### Given exercise
Will you give the material below again, every line exactly as it is?

### Records contained in a dataset
++++++++
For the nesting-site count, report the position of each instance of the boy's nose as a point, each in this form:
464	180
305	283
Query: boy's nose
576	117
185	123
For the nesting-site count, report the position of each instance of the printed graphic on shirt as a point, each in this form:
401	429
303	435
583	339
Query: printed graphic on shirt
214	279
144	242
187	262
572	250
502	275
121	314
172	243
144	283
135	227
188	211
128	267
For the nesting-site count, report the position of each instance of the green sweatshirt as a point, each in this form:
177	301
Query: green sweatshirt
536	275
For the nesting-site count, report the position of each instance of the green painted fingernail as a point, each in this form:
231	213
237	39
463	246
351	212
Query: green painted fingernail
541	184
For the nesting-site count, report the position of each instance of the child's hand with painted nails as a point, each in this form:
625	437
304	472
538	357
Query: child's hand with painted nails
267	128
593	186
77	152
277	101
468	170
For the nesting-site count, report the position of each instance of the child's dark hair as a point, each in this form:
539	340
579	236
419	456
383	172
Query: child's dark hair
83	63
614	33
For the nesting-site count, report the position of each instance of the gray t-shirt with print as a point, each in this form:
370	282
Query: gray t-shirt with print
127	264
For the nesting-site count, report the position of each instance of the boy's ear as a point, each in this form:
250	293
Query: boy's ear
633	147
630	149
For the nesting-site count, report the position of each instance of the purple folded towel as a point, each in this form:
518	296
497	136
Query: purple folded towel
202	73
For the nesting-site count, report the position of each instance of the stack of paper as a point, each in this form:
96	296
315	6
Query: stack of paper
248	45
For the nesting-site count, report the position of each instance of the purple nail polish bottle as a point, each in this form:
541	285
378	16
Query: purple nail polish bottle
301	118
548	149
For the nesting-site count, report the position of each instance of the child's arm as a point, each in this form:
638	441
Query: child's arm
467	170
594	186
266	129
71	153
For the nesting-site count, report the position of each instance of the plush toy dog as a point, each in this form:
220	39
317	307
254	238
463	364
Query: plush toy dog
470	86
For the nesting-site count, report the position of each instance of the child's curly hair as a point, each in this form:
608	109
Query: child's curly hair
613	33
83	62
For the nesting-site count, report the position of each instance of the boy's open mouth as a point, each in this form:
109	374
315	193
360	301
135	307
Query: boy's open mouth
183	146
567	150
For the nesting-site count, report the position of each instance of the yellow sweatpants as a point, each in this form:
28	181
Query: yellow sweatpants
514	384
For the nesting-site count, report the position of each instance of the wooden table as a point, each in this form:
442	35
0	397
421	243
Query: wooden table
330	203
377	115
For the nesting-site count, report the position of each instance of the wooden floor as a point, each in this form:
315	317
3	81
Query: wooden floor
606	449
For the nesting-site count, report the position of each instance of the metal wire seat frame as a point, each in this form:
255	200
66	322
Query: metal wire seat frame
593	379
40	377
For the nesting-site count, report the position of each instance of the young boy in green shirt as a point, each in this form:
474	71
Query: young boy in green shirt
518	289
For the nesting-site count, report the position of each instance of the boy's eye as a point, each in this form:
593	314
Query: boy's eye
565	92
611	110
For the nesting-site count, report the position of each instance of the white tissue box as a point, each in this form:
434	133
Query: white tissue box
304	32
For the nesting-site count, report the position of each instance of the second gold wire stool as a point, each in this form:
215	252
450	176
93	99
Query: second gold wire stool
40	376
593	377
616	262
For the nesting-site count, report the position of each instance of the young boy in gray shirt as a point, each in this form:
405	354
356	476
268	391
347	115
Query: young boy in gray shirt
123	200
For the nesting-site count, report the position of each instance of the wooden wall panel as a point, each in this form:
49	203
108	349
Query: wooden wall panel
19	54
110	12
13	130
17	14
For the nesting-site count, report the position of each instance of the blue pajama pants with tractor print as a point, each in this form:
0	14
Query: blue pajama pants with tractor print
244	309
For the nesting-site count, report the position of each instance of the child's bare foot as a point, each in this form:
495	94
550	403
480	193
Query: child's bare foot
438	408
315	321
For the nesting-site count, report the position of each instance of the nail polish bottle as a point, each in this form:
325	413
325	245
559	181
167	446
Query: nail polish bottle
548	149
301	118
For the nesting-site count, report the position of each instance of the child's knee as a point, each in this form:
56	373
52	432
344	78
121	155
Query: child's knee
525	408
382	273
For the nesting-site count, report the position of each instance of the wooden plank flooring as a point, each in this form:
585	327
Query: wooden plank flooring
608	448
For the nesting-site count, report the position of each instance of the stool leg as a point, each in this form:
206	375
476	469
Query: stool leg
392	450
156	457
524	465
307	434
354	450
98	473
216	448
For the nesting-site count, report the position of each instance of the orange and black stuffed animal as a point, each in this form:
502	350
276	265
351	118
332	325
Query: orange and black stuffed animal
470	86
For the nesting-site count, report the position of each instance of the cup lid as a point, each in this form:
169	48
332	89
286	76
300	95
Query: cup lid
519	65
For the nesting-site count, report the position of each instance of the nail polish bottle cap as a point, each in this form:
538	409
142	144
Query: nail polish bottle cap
++++++++
### Final answer
For the nesting-site count, report the position of each instance of the boy's nose as a point, each in this form:
464	180
305	283
Query: boy's nose
576	117
185	123
For the nesting-site count, report the position of each instance of the printed graphic on shirt as a point, each in this form:
401	429
303	435
583	339
Query: printed graphic on shirt
214	279
144	242
187	262
572	250
502	275
121	314
172	243
144	283
135	227
188	211
128	267
For the nesting-site count, report the position of each instance of the green sweatshirt as a point, each in this form:
177	301
Query: green sweatshirt
536	275
For the nesting-site count, report the position of each instance of the green painted fingernail as a point, each in this form:
231	213
237	39
463	246
351	212
Query: green painted fingernail
541	184
For the nesting-site count, report the position of each instance of the child's hand with painted nails as a point, each in this form:
625	437
304	472
538	357
Query: child's hand with painted nails
267	128
593	186
77	152
277	101
468	170
For the nesting-site count, report the position of each instance of the child's dark hair as a point, each in this form:
539	340
579	236
419	456
383	172
Query: child's dark hair
83	63
614	33
For the nesting-site count, report the position of each instance of the gray t-shirt with print as a point, each in this form:
370	282
Query: gray t-shirt with print
127	264
For the nesting-site count, report the position of each instance of the boy's ear as a point, each in this form:
250	293
Query: boy's ear
633	147
630	149
For the nesting-site count, report the position of each instance of the purple folded towel as a point, each in this form:
518	296
497	136
Query: purple folded towel
202	73
For the nesting-site count, report the position of each instance of the stack of paper as a point, each in this form:
96	296
315	6
Query: stack of paper
248	45
For the nesting-site count, report the position of each instance of the purple nail polish bottle as a point, each in this form:
541	285
378	16
Query: purple nail polish bottle
301	118
548	149
For the nesting-site count, report the position of each instance of the child's arm as a point, each in this form:
638	441
Query: child's arm
467	170
594	186
266	129
71	153
For the nesting-site count, report the position of each instance of the plush toy dog as a point, each in this form:
220	39
317	307
254	238
463	364
Query: plush toy dog
470	86
For the nesting-site count, report the position of each instance of the child's curly hair as a point, each in this form:
608	109
Query: child's curly hair
613	33
83	62
For the nesting-site count, report the position of each instance of the boy's open mouth as a point, each in this form:
109	374
315	193
360	301
135	307
Query: boy's open mouth
183	146
567	150
For the nesting-site count, report the position of each instance of the yellow sweatpants as a point, each in this form:
28	181
Query: yellow sweatpants
514	384
For the nesting-site count, report the position of each instance of the wooden table as a point, each in this form:
442	35
0	397
421	243
Query: wooden table
330	203
377	115
For the nesting-site count, report the position of each instance of the wooden floor as a point, each in this form:
315	317
3	81
Query: wooden floor
606	449
For the nesting-site count, report the position of each instance of the metal wire seat frame as a point, each in this form:
255	200
66	322
Query: metal wire seat frame
593	379
40	377
For the nesting-site count, report the position of each instance of the young boy in green shirt as a point, each in this form:
474	71
Query: young boy in green shirt
518	289
For the nesting-site count, report the position of each instance of the boy's eye as a point, each in this form:
593	314
Query: boy's eye
565	92
611	110
For the nesting-site count, report the position of each instance of the white tissue box as a point, each in this form:
434	133
Query: white tissue box
304	32
For the nesting-site count, report the position of each instance of the second gold wire stool as a point, each in this form:
215	252
450	176
93	99
Query: second gold wire stool
40	376
593	377
616	262
For the nesting-site count, report the position of each instance of the young boy in gray shirt as a point, each in this form:
405	354
356	476
268	391
347	115
Query: young boy in gray shirt
123	200
For the nesting-site count, report the position of each instance of the wooden wall panel as a point, each in this form:
49	203
108	349
Query: wooden wall panel
19	54
110	12
13	130
17	14
For the nesting-site count, report the position of each instance of the blue pajama pants with tractor print as a point, each in this form:
0	14
Query: blue pajama pants with tractor print
244	309
For the nesting-site count, report the position of each instance of the child's bare foot as a point, each in this form:
495	94
550	403
480	193
Query: child's bare foot
438	408
315	321
For the nesting-site count, report the position of each instance of the nail polish bottle as a point, each in this form:
325	413
325	245
559	181
167	446
Query: nail polish bottle
548	149
301	118
For the nesting-site count, report the position of each instance of the child's knee as a point, each in this form:
56	373
52	432
344	78
121	155
Query: child's knee
525	408
382	273
For the nesting-site count, report the position of each instance of the wooden plank flooring as a point, each in this form:
585	327
Query: wooden plank flooring
608	448
For the nesting-site count, report the position of each instance of the stool leg as a point, each in this form:
206	375
476	469
Query: stool leg
392	450
156	457
524	465
307	434
354	450
98	473
216	448
For the nesting-site count, report the position of each instance of the orange and black stuffed animal as a point, each in this form:
502	350
276	265
351	118
332	325
Query: orange and black stuffed animal
470	86
For the nesting-site count, report the position of each instance of the cup lid as a point, each in this form:
169	48
332	89
286	76
300	95
Query: cup lid
519	65
For the nesting-site count, report the position of each instance of the nail polish bottle cap as a point, each in this form:
538	409
142	144
Query: nail polish bottle cap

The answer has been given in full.